# CS6 HDR Pro merge psd result not readable



## schlotz (Feb 13, 2013)

No doubt I'm doing something wrong.  Grab three raws in LR 4.3, right click and edit in CS6 via Merge to HDR Pro.  CS6 comes up, completes, I hit OK in the 32bit screen, then select SAVE.  a psd file is created, and shows up back in LR as a black file indicating there is an error.  Only thing that seems to work is save as TIFF.  Then I have to import the tiff when back in LR.  Can someone point me to what I'm doing wrong here?

Thanks,
Matt


----------



## Hal P Anderson (Feb 13, 2013)

Matt,

My guess would be that you aren't saving the PSD with "Maximize Compatibility". That's a setting in PS's preferences:




Hal


----------



## schlotz (Feb 15, 2013)

Well, I thought you might have had it Hal but turns out not so.  I had not set the maximize toggle to always but even after I did, the results were the same.  Blank photo showing in LR and if you try to bring it up in development mode it indicates the file uses an unsupported bit depth.


----------



## Bryan Conner (Feb 15, 2013)

Lightroom can only read 32 bit Tiffs.  32bit PSDs are not compatible.

See link below:
http://help.adobe.com/en_US/lightroom/using/WS695d4d7583c2a17a-48a4b5ca1372880e241-8000.html


----------



## schlotz (Feb 15, 2013)

Bingo.  Odd why LR can deal with a tiff 32bit file and not adobe's own psd.  Thanks for getting this cleared up Bryan!


----------



## Bryan Conner (Feb 16, 2013)

(Excerpts from a pointing dataset)
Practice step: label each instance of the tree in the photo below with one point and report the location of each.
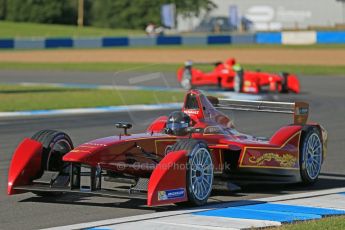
(42, 11)
(136, 14)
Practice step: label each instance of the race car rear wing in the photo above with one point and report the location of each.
(300, 110)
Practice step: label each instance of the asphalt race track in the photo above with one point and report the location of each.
(27, 211)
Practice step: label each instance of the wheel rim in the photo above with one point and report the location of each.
(58, 150)
(201, 175)
(313, 156)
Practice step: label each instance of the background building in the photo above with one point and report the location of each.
(274, 14)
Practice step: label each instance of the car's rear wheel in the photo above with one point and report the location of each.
(55, 145)
(311, 152)
(199, 177)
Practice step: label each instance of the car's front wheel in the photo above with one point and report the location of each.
(55, 145)
(311, 152)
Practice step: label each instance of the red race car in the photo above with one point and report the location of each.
(229, 75)
(179, 159)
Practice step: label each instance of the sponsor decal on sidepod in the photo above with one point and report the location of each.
(171, 194)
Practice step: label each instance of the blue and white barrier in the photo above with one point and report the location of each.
(244, 214)
(286, 38)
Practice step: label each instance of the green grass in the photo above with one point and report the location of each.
(27, 30)
(19, 98)
(334, 223)
(142, 67)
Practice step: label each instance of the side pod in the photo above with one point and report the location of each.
(25, 164)
(167, 183)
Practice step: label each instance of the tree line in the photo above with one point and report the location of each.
(131, 14)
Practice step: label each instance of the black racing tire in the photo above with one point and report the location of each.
(197, 178)
(285, 76)
(238, 82)
(55, 145)
(311, 153)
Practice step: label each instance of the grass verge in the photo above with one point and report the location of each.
(336, 223)
(27, 30)
(19, 98)
(144, 67)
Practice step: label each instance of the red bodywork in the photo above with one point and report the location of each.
(254, 82)
(233, 153)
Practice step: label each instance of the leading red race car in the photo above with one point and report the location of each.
(229, 75)
(179, 159)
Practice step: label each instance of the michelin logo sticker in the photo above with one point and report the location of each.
(171, 194)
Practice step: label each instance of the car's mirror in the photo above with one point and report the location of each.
(124, 126)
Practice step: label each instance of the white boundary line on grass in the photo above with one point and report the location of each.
(151, 216)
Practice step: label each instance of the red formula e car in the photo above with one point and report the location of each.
(179, 159)
(229, 75)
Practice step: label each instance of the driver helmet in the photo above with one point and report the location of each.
(177, 123)
(230, 62)
(237, 68)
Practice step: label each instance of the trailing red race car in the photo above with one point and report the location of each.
(229, 75)
(179, 159)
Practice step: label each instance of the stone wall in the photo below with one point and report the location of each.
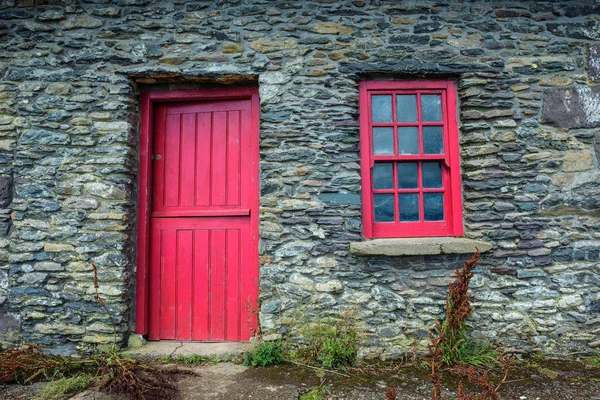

TASK TO COMPLETE: From the forum thread about merging to HDR Pro in CS6, quote the passage that begins at the words "Lightroom can only" and stops after the words "cleared up Bryan!".

SOLUTION TO THIS TASK:
Lightroom can only read 32 bit Tiffs.  32bit PSDs are not compatible.

See link below:
http://help.adobe.com/en_US/lightroom/using/WS695d4d7583c2a17a-48a4b5ca1372880e241-8000.html


----------



## schlotz (Feb 15, 2013)

Bingo.  Odd why LR can deal with a tiff 32bit file and not adobe's own psd.  Thanks for getting this cleared up Bryan!